TEKSTGEDEELTE:
↓

Civis Mundi Digitaal #117
Demystificatie en begripsverheldering rond kunstmatige intelligentie
Deel 1 Inleiding en kwaliteitseisen
Dieter van Werkum
Samenvatting
Het recente rapport Opgave AI van de Wetenschappelijke Raad voor het Regeringsbeleid onderschrijft de waarschuwing van Philip Boucher voor slechte metaforen voor AI. Naar aanleiding van veelvuldig gebruik van vage containerbegrippen en antropomorphismen vindt hij dat er betere metaforen moeten worden bedacht. Nu het Europees Parlement moet stemmen over ingrijpende wetsvoorstellen van de Europese Commissie met betrekking totdigitale diensten, digitale markten en AI, is zijn oproep belangrijk. Betere metaforen zouden ons volgens Boucher in staat kunnen stellen meer realistische toekomstplannen te schetsen, met bijpassende succescriteria. En meer samenwerking mogelijk maken.
Maar waar haal je zulke criteria vandaan? Pieter Lemmens schreef dat fundamenteel technologie-onderzoek helaas de laatste decennia niet in het onderzoek-stramien RRI van de EU paste. Waardoor nu inderdaad demystificatie nodig is, omschreven als het “adresseren van onrealistische beelden van de nieuwe technologie”.

↑

VERZAMELDE VERMELDINGEN:
↓

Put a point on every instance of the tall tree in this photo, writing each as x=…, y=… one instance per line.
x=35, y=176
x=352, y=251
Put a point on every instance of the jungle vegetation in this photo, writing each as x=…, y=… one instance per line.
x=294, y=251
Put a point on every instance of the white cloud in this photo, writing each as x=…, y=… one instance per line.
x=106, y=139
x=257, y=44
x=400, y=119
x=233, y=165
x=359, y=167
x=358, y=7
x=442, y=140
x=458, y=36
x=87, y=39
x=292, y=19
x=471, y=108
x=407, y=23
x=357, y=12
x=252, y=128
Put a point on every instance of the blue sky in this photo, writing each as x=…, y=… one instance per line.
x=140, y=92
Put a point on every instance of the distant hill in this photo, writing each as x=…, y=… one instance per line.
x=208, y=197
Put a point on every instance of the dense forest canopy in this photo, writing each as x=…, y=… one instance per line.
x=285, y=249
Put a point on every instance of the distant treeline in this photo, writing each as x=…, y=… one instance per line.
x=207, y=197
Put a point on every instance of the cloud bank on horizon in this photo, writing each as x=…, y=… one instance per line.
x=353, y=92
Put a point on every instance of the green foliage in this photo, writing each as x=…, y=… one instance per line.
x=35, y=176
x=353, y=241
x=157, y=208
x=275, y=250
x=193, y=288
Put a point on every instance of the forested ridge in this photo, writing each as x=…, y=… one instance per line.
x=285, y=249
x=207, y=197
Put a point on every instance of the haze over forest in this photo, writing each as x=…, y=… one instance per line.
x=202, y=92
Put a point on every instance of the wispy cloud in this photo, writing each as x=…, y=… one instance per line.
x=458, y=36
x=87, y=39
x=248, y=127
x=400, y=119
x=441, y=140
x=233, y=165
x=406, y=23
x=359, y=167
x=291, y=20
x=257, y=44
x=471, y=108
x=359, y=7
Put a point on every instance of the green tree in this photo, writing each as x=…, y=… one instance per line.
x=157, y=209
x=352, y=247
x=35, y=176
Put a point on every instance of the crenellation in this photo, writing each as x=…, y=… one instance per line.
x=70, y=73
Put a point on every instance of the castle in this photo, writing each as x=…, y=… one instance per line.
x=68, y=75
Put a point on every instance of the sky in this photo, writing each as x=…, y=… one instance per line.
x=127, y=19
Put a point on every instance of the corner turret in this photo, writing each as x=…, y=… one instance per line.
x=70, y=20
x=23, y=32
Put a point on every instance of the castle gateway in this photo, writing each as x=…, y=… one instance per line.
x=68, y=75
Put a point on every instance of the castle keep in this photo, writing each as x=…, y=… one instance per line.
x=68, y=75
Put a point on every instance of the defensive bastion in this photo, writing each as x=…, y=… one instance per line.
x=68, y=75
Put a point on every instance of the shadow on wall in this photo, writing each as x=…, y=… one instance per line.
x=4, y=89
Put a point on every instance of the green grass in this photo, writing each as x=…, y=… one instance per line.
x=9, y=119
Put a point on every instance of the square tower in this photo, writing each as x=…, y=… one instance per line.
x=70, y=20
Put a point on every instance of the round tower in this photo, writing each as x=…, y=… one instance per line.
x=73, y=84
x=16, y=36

↑

OPDRACHT 1:
Welk rapport onderschrijft volgens het artikel over kunstmatige intelligentie de waarschuwing van Philip Boucher voor slechte metaforen?
OPDRACHT 2:
Schrijf het artikel over kunstmatige intelligentie verder, aansluitend op de laatste zin.
De vermeldingen staan los van het artikel over kunstmatige intelligentie.

ANTWOORD 1:
Het rapport Opgave AI van de Wetenschappelijke Raad voor het Regeringsbeleid.

ANTWOORD 2:
Gelukkig waren er toch uitzonderlijke wetenschappers die zich erop hebben toegelegd. In dit artikel laat ik er twee aan het woord, te weten Matteo Pasquinelli, over politieke economie, en Bernard Stiegler over ‘automatiseren van het denken’.
Met kennis van het ’algemene schema voor machine learning’ van Pasquinelli zou voortaan iedereen de waarde van metaforen gemakkelijker kunnen taxeren. Aan de hand ervan toont hij aan, dat technische termen tot nu toe verhullen dat AI vooral mensenwerk is, en niet erg wetenschappelijk is. Dit roept volgens hem vragen op met betrekking tot data-soevereiniteit, privacy en burgerrechten. Eerder verbreedde Bernard Stiegler het debat met zijn filosofische antropologie. Maar in Europa bleek de tijd er nog niet rijp voor, ook niet na de financiële crisis van 2008. Stiegler zette de zijn argumenten kracht bij met heftige metaforen aan het adres van Big Tech en de sociale media.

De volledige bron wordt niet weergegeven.